◆ The task
Every entry is to be set down a second time, precisely as written.

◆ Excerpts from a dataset

* * * * * * *

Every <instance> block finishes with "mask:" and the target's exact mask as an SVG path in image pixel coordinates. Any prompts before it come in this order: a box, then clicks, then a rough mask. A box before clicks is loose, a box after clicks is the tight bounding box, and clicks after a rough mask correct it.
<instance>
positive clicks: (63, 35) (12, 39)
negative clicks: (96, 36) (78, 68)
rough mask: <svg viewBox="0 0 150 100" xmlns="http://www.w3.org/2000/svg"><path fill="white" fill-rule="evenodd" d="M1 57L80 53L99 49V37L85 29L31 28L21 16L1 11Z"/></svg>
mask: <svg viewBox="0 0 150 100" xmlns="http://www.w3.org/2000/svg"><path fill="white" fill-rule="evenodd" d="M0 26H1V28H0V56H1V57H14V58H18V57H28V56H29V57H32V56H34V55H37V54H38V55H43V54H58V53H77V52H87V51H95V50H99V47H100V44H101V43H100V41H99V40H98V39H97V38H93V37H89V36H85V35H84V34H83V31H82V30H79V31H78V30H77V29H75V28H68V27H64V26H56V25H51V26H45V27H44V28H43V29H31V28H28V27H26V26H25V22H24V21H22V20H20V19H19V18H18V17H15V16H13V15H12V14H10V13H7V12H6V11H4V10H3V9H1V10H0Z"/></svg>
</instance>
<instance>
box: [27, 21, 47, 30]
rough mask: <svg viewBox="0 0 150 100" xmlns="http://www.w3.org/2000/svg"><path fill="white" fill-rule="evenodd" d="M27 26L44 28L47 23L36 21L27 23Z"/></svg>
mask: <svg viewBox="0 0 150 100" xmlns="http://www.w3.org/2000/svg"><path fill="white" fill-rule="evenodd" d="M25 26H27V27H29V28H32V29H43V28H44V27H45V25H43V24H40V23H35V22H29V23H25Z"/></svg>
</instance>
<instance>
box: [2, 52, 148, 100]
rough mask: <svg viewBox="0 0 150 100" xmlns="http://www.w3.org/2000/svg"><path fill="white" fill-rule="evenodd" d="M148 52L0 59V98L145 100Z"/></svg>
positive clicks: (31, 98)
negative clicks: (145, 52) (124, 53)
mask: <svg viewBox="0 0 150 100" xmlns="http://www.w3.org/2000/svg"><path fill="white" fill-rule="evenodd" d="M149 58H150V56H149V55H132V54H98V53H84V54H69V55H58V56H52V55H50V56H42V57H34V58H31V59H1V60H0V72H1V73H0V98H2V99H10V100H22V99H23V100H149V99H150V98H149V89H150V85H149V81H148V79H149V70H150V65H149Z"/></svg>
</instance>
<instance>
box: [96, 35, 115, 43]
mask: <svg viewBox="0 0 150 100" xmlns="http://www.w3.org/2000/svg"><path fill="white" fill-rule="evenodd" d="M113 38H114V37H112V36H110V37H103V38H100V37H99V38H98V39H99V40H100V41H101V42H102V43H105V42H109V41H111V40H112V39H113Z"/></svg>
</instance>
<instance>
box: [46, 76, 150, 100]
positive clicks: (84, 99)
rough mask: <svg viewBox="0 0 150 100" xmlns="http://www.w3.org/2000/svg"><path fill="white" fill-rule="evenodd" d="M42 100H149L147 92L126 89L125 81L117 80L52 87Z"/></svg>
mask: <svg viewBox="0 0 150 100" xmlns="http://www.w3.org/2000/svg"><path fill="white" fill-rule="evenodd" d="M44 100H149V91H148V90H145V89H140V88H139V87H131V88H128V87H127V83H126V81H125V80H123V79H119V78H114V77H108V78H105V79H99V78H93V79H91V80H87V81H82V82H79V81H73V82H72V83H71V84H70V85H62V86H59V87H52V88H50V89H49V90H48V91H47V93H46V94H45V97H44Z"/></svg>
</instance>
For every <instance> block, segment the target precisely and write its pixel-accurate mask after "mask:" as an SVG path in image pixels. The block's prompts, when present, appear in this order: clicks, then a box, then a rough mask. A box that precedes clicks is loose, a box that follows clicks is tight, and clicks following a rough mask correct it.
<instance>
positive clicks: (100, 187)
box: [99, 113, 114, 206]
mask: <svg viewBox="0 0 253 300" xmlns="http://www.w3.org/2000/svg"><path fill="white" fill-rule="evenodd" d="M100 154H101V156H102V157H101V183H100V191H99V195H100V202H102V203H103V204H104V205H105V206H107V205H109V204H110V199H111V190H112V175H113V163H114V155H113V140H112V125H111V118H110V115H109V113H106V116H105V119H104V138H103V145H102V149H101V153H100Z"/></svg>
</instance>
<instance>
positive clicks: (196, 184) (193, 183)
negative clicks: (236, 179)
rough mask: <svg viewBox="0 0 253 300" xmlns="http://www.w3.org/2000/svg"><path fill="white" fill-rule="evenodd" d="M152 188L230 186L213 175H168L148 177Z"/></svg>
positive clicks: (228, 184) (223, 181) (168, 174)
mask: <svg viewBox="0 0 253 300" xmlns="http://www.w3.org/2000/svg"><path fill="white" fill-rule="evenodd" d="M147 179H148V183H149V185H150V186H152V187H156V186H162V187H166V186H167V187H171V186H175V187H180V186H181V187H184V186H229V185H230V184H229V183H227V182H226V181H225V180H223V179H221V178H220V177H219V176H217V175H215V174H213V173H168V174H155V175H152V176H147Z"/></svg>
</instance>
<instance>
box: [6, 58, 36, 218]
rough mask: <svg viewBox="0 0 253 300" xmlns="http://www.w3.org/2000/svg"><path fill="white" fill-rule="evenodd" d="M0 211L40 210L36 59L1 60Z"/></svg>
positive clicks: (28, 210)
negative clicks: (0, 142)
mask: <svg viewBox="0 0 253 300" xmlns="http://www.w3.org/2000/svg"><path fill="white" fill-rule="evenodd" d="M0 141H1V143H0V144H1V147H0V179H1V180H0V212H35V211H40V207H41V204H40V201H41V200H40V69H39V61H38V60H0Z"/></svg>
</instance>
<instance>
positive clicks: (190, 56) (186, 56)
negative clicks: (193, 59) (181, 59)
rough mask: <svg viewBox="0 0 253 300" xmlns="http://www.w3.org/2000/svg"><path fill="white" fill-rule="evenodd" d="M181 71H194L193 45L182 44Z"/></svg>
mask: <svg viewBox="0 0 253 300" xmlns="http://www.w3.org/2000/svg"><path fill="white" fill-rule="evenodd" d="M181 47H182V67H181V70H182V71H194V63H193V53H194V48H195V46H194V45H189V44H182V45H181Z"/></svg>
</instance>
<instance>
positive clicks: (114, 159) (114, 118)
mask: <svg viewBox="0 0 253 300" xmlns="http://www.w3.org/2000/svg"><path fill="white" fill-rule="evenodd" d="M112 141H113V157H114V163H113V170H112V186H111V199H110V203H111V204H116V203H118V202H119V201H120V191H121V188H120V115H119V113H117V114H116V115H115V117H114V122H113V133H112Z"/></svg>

* * * * * * *

◆ Answer space
Every <instance> block finishes with "mask:" and the target's exact mask as an SVG path in image pixel coordinates. Any prompts before it come in this order: a box, then clicks, then a rough mask. A box before clicks is loose, a box after clicks is the tight bounding box, and clicks after a rough mask correct it.
<instance>
positive clicks: (63, 35) (12, 39)
negative clicks: (96, 36) (78, 68)
rough mask: <svg viewBox="0 0 150 100" xmlns="http://www.w3.org/2000/svg"><path fill="white" fill-rule="evenodd" d="M1 57L80 53L99 49V37L85 29L31 28L21 16L1 11Z"/></svg>
mask: <svg viewBox="0 0 150 100" xmlns="http://www.w3.org/2000/svg"><path fill="white" fill-rule="evenodd" d="M0 26H1V28H0V56H1V57H14V58H18V57H28V56H29V57H32V56H34V55H37V54H38V55H43V54H58V53H77V52H87V51H95V50H99V47H100V44H101V43H100V41H99V40H98V39H97V38H93V37H89V36H85V35H84V34H83V31H82V30H79V31H78V30H77V29H75V28H68V27H64V26H56V25H51V26H45V27H44V28H43V29H31V28H28V27H26V26H25V22H24V21H22V20H20V19H19V18H18V17H15V16H13V15H12V14H10V13H7V12H6V11H4V10H3V9H1V10H0Z"/></svg>
</instance>
<instance>
box: [27, 21, 47, 30]
rough mask: <svg viewBox="0 0 150 100" xmlns="http://www.w3.org/2000/svg"><path fill="white" fill-rule="evenodd" d="M27 26L44 28L47 23L36 21L27 23Z"/></svg>
mask: <svg viewBox="0 0 150 100" xmlns="http://www.w3.org/2000/svg"><path fill="white" fill-rule="evenodd" d="M25 26H27V27H29V28H32V29H43V28H44V27H45V25H43V24H40V23H35V22H29V23H25Z"/></svg>
</instance>
<instance>
box: [2, 52, 148, 100]
rough mask: <svg viewBox="0 0 150 100" xmlns="http://www.w3.org/2000/svg"><path fill="white" fill-rule="evenodd" d="M148 52L0 59V98L145 100Z"/></svg>
positive clicks: (31, 98)
negative clicks: (145, 52) (124, 53)
mask: <svg viewBox="0 0 150 100" xmlns="http://www.w3.org/2000/svg"><path fill="white" fill-rule="evenodd" d="M149 58H150V56H149V55H132V54H98V53H84V54H69V55H58V56H52V55H50V56H42V57H34V58H31V59H1V60H0V72H1V73H0V98H2V99H10V100H22V99H23V100H149V99H150V98H149V89H150V85H149V81H148V79H149V70H150V65H149Z"/></svg>
</instance>
<instance>
box: [96, 35, 115, 43]
mask: <svg viewBox="0 0 150 100" xmlns="http://www.w3.org/2000/svg"><path fill="white" fill-rule="evenodd" d="M113 38H114V37H112V36H110V37H103V38H100V37H99V38H98V39H99V40H100V41H101V42H102V43H105V42H109V41H111V40H112V39H113Z"/></svg>
</instance>
<instance>
box: [46, 76, 150, 100]
positive clicks: (84, 99)
rough mask: <svg viewBox="0 0 150 100" xmlns="http://www.w3.org/2000/svg"><path fill="white" fill-rule="evenodd" d="M42 100H149L147 92L126 89L125 81L117 80L52 87Z"/></svg>
mask: <svg viewBox="0 0 150 100" xmlns="http://www.w3.org/2000/svg"><path fill="white" fill-rule="evenodd" d="M44 100H149V91H148V90H145V89H140V88H139V87H131V88H128V87H127V83H126V81H125V80H123V79H119V78H114V77H108V78H105V79H99V78H93V79H91V80H87V81H82V82H79V81H73V82H72V83H71V84H70V85H62V86H59V87H52V88H50V89H49V90H48V91H47V93H46V94H45V97H44Z"/></svg>
</instance>
For every <instance> block, segment the target precisely and write its pixel-accurate mask after "mask:" as an SVG path in image pixels. The block's prompts, when present, appear in this order: clicks, then a box, then a rough mask. A box that precedes clicks is loose, a box that follows clicks is tight, and clicks following a rough mask correct it.
<instance>
positive clicks: (100, 187)
box: [99, 113, 114, 206]
mask: <svg viewBox="0 0 253 300" xmlns="http://www.w3.org/2000/svg"><path fill="white" fill-rule="evenodd" d="M100 154H101V156H102V157H101V183H100V191H99V195H100V202H102V203H103V204H104V205H105V206H107V205H109V204H110V199H111V190H112V175H113V163H114V155H113V140H112V125H111V118H110V115H109V113H106V116H105V119H104V138H103V145H102V149H101V153H100Z"/></svg>
</instance>
<instance>
positive clicks: (196, 184) (193, 183)
negative clicks: (236, 179)
rough mask: <svg viewBox="0 0 253 300" xmlns="http://www.w3.org/2000/svg"><path fill="white" fill-rule="evenodd" d="M152 188L230 186L213 175H168L148 177Z"/></svg>
positive clicks: (228, 184) (223, 181) (168, 174)
mask: <svg viewBox="0 0 253 300" xmlns="http://www.w3.org/2000/svg"><path fill="white" fill-rule="evenodd" d="M147 179H148V183H149V185H150V186H152V187H156V186H162V187H166V186H167V187H171V186H175V187H180V186H181V187H184V186H229V185H230V184H229V183H227V182H226V181H225V180H223V179H221V178H220V177H219V176H217V175H215V174H213V173H168V174H155V175H152V176H147Z"/></svg>
</instance>
<instance>
box: [6, 58, 36, 218]
rough mask: <svg viewBox="0 0 253 300" xmlns="http://www.w3.org/2000/svg"><path fill="white" fill-rule="evenodd" d="M0 211L40 210L36 59L1 60Z"/></svg>
positive clicks: (28, 210)
negative clicks: (0, 142)
mask: <svg viewBox="0 0 253 300" xmlns="http://www.w3.org/2000/svg"><path fill="white" fill-rule="evenodd" d="M0 141H1V143H0V144H1V147H0V179H1V180H0V212H35V211H40V207H41V204H40V201H41V200H40V69H39V61H38V60H0Z"/></svg>
</instance>
<instance>
positive clicks: (190, 56) (186, 56)
negative clicks: (193, 59) (181, 59)
rough mask: <svg viewBox="0 0 253 300" xmlns="http://www.w3.org/2000/svg"><path fill="white" fill-rule="evenodd" d="M181 71H194L193 45L182 44Z"/></svg>
mask: <svg viewBox="0 0 253 300" xmlns="http://www.w3.org/2000/svg"><path fill="white" fill-rule="evenodd" d="M181 47H182V67H181V70H182V71H194V63H193V53H194V48H195V46H194V45H189V44H182V45H181Z"/></svg>
</instance>
<instance>
positive clicks: (114, 159) (114, 118)
mask: <svg viewBox="0 0 253 300" xmlns="http://www.w3.org/2000/svg"><path fill="white" fill-rule="evenodd" d="M112 141H113V157H114V163H113V170H112V186H111V199H110V203H111V204H116V203H118V202H119V201H120V191H121V188H120V115H119V113H117V114H116V115H115V117H114V122H113V133H112Z"/></svg>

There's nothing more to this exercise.